═════ Extracted records

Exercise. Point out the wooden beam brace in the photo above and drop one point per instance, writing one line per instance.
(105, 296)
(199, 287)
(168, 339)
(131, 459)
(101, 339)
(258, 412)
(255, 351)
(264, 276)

══════════

Each record should be transcribed exactly as it was written.

== Written solution ==
Exercise. Point out the wooden beam brace in the photo above and drop one point per instance, writing one line per instance.
(105, 296)
(199, 287)
(168, 339)
(131, 459)
(101, 339)
(258, 412)
(255, 351)
(264, 276)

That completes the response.